**WHAT TO WORK ON:**
Convert every line of the records below into a JSON list of strings, with one string per line and blank lines omitted.

**DATA IN THIS EXERCISE:**
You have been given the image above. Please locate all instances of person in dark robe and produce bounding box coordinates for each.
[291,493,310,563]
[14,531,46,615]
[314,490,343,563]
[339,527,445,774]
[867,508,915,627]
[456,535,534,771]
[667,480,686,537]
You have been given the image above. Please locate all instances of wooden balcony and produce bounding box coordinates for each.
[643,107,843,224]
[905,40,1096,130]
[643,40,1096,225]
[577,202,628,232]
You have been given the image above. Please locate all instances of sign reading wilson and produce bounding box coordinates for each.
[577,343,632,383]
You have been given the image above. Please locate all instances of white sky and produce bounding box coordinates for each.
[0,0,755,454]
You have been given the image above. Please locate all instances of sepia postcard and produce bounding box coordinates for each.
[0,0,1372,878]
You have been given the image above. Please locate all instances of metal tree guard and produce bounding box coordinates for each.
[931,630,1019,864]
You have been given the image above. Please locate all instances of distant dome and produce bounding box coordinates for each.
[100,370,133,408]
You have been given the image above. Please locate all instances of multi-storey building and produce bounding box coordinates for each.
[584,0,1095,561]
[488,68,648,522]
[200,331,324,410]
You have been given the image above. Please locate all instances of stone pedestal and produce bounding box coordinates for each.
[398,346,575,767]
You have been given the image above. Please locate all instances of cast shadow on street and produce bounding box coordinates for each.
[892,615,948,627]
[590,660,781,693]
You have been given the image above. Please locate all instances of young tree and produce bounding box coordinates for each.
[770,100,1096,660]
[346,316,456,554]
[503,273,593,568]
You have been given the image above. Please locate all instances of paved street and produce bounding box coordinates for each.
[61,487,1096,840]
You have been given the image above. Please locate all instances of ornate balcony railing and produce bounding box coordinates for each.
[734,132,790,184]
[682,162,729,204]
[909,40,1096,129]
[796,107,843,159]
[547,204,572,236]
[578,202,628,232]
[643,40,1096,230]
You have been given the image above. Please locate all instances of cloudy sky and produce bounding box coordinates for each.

**THE REPLY:**
[
  "You have been given the image above. Please locate all instances of person in dark robe and produce bounding box coordinates for each.",
  "[291,493,310,563]",
  "[14,531,46,615]",
  "[314,490,343,563]",
  "[339,527,445,774]",
  "[867,508,915,627]",
  "[456,535,534,771]",
  "[667,480,686,537]",
  "You have been given the image above. Please locate all instances of wooden balcony and produce bounding box coordinates for each.",
  "[643,107,843,224]",
  "[905,40,1096,130]",
  "[643,40,1096,225]",
  "[577,202,628,232]",
  "You have been given the image above. Please locate all instances of sign reading wilson and produce bounding box coordinates for each.",
  "[577,343,632,383]",
  "You have been given the image above. Please locate all instances of white sky and produce bounding box coordinates for each.",
  "[0,0,755,454]",
  "You have been given the image above. Please locate all instances of sepia postcard and produce bounding box coordinates for each.",
  "[0,0,1372,878]",
  "You have been given the image above. Please locate all instances of metal tree guard and produce bounding box coordinates for each.",
  "[931,630,1019,864]",
  "You have been given the image above. Please locate all instances of distant dome and produce bounding box coordinates for each.",
  "[100,370,133,408]",
  "You have been given the image above. Please locate all instances of multi-storey building and produce bounding box coordinates for each.",
  "[584,0,1095,561]",
  "[488,68,648,522]",
  "[200,331,324,410]",
  "You have been given the image above. Please locate all instances of stone pedestal and produce bounding box coordinates for each.",
  "[398,346,575,767]",
  "You have been given the image above. Please locate all instances of cast shadow on street and produce bounding box coordinates for each.",
  "[892,615,948,627]",
  "[590,660,781,693]",
  "You have been given the image above. Please locate all instances of young tree and produce bounding box coordinates for each.",
  "[770,100,1096,660]",
  "[346,316,456,554]",
  "[503,273,593,568]",
  "You have been given the image above. Please locate all instances of paved street and produce bounding box coordinates for each.",
  "[61,487,1096,840]",
  "You have been given the image above. Please locate all instances of ornate balcony railing and produce bounding box coordinates for each.",
  "[734,132,790,184]",
  "[682,162,729,204]",
  "[909,40,1096,129]",
  "[796,107,843,159]",
  "[547,204,572,236]",
  "[578,202,628,232]",
  "[643,40,1096,230]",
  "You have been given the image above. Please locate all instances of cloudy sky and produce bounding box coordinates for each."
]